Exercise directions
Repeat all of the records verbatim.
[Start Data rows]
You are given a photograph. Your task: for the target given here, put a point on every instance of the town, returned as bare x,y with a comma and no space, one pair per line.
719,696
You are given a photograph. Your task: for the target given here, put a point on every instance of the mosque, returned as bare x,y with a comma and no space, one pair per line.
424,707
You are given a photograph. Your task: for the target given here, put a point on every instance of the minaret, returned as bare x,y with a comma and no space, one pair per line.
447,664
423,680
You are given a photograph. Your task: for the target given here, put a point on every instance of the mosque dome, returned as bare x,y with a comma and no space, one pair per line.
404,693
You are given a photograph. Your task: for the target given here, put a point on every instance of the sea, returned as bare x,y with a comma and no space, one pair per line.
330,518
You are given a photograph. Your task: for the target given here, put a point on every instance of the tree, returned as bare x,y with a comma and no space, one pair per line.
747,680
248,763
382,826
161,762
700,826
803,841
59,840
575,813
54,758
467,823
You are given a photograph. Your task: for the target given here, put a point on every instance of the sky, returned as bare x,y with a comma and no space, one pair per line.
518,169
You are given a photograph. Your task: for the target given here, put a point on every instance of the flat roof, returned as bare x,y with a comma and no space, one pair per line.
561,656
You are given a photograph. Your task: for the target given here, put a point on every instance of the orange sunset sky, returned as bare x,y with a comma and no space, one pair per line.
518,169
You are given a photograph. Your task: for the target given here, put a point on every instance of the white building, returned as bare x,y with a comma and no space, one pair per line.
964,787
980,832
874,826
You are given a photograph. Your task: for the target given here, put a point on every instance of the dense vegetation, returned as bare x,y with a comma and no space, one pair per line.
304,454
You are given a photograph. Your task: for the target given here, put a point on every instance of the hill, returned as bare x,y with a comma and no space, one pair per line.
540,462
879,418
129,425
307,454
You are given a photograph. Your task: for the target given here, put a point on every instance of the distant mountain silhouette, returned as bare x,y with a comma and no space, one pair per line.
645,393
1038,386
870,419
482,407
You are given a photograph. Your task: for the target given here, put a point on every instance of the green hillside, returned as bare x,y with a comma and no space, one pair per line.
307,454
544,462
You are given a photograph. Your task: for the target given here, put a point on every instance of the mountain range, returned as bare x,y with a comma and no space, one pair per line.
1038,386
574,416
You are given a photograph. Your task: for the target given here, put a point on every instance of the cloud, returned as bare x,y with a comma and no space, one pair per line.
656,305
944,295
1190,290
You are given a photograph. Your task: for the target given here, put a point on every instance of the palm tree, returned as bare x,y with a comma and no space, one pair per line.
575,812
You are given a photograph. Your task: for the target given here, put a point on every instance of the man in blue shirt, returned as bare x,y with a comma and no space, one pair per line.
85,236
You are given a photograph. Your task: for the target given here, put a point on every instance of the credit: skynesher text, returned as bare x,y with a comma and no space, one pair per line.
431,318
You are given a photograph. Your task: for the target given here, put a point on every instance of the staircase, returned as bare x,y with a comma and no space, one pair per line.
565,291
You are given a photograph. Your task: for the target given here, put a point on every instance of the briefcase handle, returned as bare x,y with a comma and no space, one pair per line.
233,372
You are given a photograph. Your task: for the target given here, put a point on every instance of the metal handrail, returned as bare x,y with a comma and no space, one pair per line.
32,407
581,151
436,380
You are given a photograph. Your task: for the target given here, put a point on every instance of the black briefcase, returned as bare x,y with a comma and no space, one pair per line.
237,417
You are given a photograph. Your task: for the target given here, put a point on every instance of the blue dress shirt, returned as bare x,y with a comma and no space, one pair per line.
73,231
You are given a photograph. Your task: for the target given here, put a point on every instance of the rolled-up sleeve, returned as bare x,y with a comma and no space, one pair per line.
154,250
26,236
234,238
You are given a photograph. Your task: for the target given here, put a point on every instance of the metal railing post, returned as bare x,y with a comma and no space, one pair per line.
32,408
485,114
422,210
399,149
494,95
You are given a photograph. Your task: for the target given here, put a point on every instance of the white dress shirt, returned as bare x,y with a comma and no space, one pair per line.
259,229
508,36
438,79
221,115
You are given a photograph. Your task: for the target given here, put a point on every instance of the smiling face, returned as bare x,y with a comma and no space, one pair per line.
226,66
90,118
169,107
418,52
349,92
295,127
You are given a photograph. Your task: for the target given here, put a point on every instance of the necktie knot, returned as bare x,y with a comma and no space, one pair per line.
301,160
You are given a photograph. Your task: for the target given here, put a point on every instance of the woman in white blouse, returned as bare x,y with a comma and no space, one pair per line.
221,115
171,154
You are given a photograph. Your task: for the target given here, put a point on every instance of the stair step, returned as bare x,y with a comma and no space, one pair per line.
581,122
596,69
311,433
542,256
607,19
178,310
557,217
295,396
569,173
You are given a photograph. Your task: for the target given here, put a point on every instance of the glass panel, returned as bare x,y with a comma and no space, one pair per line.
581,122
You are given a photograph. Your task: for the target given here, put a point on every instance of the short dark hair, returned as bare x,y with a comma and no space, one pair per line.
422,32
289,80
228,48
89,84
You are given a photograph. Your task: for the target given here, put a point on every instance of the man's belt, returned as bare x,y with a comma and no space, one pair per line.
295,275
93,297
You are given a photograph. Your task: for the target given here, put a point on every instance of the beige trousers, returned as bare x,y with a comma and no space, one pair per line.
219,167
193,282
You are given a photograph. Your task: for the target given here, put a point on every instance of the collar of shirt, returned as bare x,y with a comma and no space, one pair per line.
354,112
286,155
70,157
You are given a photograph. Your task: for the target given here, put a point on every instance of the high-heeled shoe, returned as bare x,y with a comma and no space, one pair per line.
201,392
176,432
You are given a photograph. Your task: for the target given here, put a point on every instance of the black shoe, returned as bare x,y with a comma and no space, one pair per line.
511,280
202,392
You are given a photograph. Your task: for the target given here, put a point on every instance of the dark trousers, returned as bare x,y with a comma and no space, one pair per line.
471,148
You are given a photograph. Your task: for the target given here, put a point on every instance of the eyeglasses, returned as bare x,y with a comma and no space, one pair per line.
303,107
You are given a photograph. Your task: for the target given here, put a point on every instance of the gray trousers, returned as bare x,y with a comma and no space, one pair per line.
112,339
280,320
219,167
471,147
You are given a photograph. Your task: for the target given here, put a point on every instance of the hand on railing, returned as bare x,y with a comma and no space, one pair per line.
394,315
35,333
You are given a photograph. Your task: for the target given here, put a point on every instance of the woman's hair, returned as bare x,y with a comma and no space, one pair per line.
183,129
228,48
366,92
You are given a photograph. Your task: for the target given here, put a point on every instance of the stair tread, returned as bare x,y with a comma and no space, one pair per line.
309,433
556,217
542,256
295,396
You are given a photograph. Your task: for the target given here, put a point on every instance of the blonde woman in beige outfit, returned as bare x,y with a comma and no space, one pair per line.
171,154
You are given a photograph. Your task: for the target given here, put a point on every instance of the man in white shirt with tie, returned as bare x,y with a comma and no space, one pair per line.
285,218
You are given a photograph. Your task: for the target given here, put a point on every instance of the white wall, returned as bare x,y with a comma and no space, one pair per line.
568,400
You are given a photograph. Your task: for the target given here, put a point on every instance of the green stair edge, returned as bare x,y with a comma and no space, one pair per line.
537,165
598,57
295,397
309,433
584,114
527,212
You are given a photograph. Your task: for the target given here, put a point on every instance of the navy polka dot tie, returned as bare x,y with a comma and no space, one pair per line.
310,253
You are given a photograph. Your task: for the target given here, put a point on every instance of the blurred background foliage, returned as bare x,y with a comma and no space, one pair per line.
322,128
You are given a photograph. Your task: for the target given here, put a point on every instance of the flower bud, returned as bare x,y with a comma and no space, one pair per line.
[End Data rows]
Expected answer
You are given a photograph. Your task: for the target given here, put a point on every instance of the town, returned as bare x,y with a comma and no space, one pair per line.
719,696
You are given a photograph. Your task: for the target given here, put a point on every instance of the mosque, returned as bare x,y with a comma and no space, one pair per line.
424,707
You are given a photograph. Your task: for the target given here, put a point on every instance of the minaret, returned as bare x,y with a comma and no space, one pair per line.
447,664
423,680
You are given a photograph. Your task: for the target given here, put a point on every instance of the mosque dome, returned as bare x,y with a comma and no space, one pair per line.
404,693
You are given a photograph. Your task: for the target given here, put a point on every instance of the sea, returned as bare x,y with a comma and no space, one pair per line.
330,518
You are given a photograph. Your task: for the target given here, put a point on every instance of the tree, returned as bare x,y with a comma and no space, one pair per line.
747,680
248,763
382,826
161,762
700,826
803,841
59,840
575,813
54,758
467,823
You are given a photograph. Your task: for the target given here, put a point on every instance of the sky, returned as bare x,y with a comma and no space, one pair per line.
518,169
You are given a photograph. Your task: for the target given here, put a point on every instance of the flat roof, returned as bare x,y with a comma and no space, one pair per line.
561,656
You are given a photograph. Your task: for the target given here, put a point on every instance of the orange sunset sky, returned as bare x,y with a comma and no space, one pair per line.
518,169
You are given a photograph. Your task: for the target given here, put a point on every instance of the white building, returned as bare x,y with a comma and no space, one pair per line.
964,787
980,832
874,826
You are given a photograph. Your task: for the target given here, put a point on every instance of the dense vegetation, returned as bare x,y with a comma and no space, one pair per line.
304,454
You are given a photograph. Your task: for the target given here, put a point on every instance of the hill, returned as bare x,y with a comma and no space, one pair per line.
540,462
879,418
129,425
307,454
You are given a photograph. Your task: for the target given here, put a point on every instance of the distant mountain silhouette, returned as bare x,y with a comma and no space, one pair per line.
645,393
1038,386
870,419
482,407
You are given a photograph. Your task: for the target given here, put a point on every instance of the green hillside, returned as bare x,y with a comma and no space, one pair per line.
307,454
544,462
You are given a photograph. Your task: for the target given here, put a point on every instance of the mountain range, returned as bare x,y with a comma and no space, one pair per line.
1038,386
574,416
You are given a photograph. Your task: for the target given here, put a point on every instance of the cloud, returned as bare x,y with a comma and no space, one pair per line.
656,305
944,295
1190,290
You are given a photograph. Your task: for the target given here, put a point on every instance of the palm tree, returned as bare x,y with a comma and no space, one pair per line.
575,812
You are given a photograph. Your task: for the target given here, put a point on every instance of the man in blue shirt, returned as bare x,y with a comma and no space, one pair per line.
85,236
You are given a photograph. Your task: for the target given here, put a point on every instance of the credit: skynesher text, returned as bare x,y with a comma and no space, one pair per line.
431,318
You are given a photograph. Your task: for the target given here, put a point on every instance of the staircase, returned as bare x,y with a comma and no space, one pair per line.
565,291
You are given a photograph. Your task: for the target given here, put a point on every instance of the briefcase handle, returned as bare x,y with a comma and no space, one pair per line.
233,372
You are given a photograph. Your task: for the target given here, put a point on every instance of the metal handrail, returned as bare x,y with a comma and no space, one pair per line.
32,407
581,151
436,380
You are given a photograph. Your task: for the target given here, put a point on every instance of the black briefcase, returned as bare x,y with a comma and no space, one pair per line.
237,417
You are given a photograph. Your task: for the target given here, put a point on every instance of the blue dress shirt, returned as bare x,y with a comma and no space, one pair per line.
73,231
You are given a photograph. Your task: for the target given here, put a point on every instance of the rolled-up sleeve, returned as bare x,y with a comma and no space, one pair per line.
154,250
26,236
234,238
You are given a photograph. Your task: for the target given here, put a point on every instance of the metal railing post, returned as bare x,y with a comma and no space, one pair per line.
32,408
485,114
422,210
399,149
494,95
You are given a photograph. Your task: for the target given here, put a point on every instance of the white dress shirt, returned as bare x,y with a comma and no space, one pair per line.
259,229
508,36
438,79
221,115
You are given a photograph. Your task: for the target given here, put a point on every instance of the smiling face, returned as bare x,y with a comma and no space, one pair per line.
226,66
90,118
169,107
418,52
349,92
295,127
You are given a photograph. Your task: for the target given here, put a point on every instance of the necktie knot, returned as bare x,y with a comma and no space, one pair per line.
301,160
You are given a photograph. Your task: for the target given here, put a point on every instance of the woman in white blouse, returned as bare x,y with a comma and no space, one pair per line.
221,115
171,154
You are given a photograph. Your task: for the target given here, put a point on every instance of the stair step, returned as bare x,y with a comma and no space, one pair per line.
581,122
596,69
311,433
542,256
607,19
178,310
557,217
295,396
569,173
You are given a photograph. Your task: for the target given here, put a point on every instance of the glass panel, returned as bare x,y with a comma and no space, one pair per line.
581,122
You are given a photograph. Your task: for the target given here, put a point on every instance of the short dark hair, returned as bare x,y with a comma and no space, one pair per line.
422,32
289,80
228,48
89,84
You are given a photograph. Your task: for the target given here, put a point on every instance of the man's belt, returned as bare x,y with a comma and no space, one pair per line.
295,275
93,297
You are given a photograph. Your task: for the target given here, put a point on every instance of the beige trousers, returned as bare x,y with a comma and no space, one pair per line.
219,167
193,282
You are given a photograph. Your task: for the target given here, put a point on every instance of the collar of shirt, returned as bare x,y with a comma and no space, one pair per line.
354,112
286,155
70,157
You are given a photograph. Your task: for the target given here, put a point on every instance of the high-heeled shoe, returned as bare x,y with a comma and no space, one pair per line.
201,392
176,432
You are given a photograph. Your task: for the target given here, put a point on every instance of the black shoe, returned as bare x,y with a comma and no space, one pair per line.
511,280
202,392
You are given a photograph. Your task: for the target given here, put a point on every instance of the dark trousers, returned as bare x,y with a comma and no space, one pair per line.
471,148
You are given a photograph. Your task: for the target given here, put a point on every instance of the eyeglasses, returned as bare x,y with a comma and no space, one pair per line.
303,107
You are given a photograph. Your task: for the target given here, put a point on every instance of the gray trousers, returned as bare x,y with a comma and no space, one pair per line.
112,339
280,320
219,167
471,147
You are given a photograph. Your task: for the target given here, put a point on every instance of the hand on railing, returned as bare x,y with a comma and no space, one pair per line.
394,315
35,333
You are given a photograph. Your task: for the target given here, put a point on every instance of the woman's hair, returned as bare x,y with a comma and no space, one pair per line.
183,129
228,48
366,92
You are given a photograph. Your task: for the target given here, put a point on every instance of the stair tread, returned as bare x,y with a comma and no space, one pair per line.
309,433
556,217
542,256
295,396
You are given a photograph. Your task: for the target given here, put a point on every instance of the blonde woman in beige outfit, returned as bare x,y with a comma and no space, one pair per line.
171,154
You are given a photograph. Your task: for the target given here, put a point on every instance of the man in white shirt with tie, returned as bare x,y with a comma and no space, one pair per line.
285,218
You are given a photograph. Your task: for the target given here, put a point on every instance of the white wall, returned as bare x,y with a comma and no space, one pair per line.
568,400
You are given a photograph. Your task: for the target given here, put a point on every instance of the green stair edge, returned as bare x,y with a comma and no space, one pair per line.
537,165
598,57
295,397
309,433
584,114
527,212
You are given a photograph. Your task: for the target given here, put a point on every instance of the navy polka dot tie, returned as bare x,y with a comma and no space, one pair per line.
310,253
You are given a photograph. Your task: for the target given here, put a point on every instance of the blurred background foliage, returned as bare x,y with a comma and no space, one pair per line.
322,128
You are given a photograph. Your task: for the target given here, put a point on every instance of the flower bud, returned as bare x,y with a comma and no space, one pair per line.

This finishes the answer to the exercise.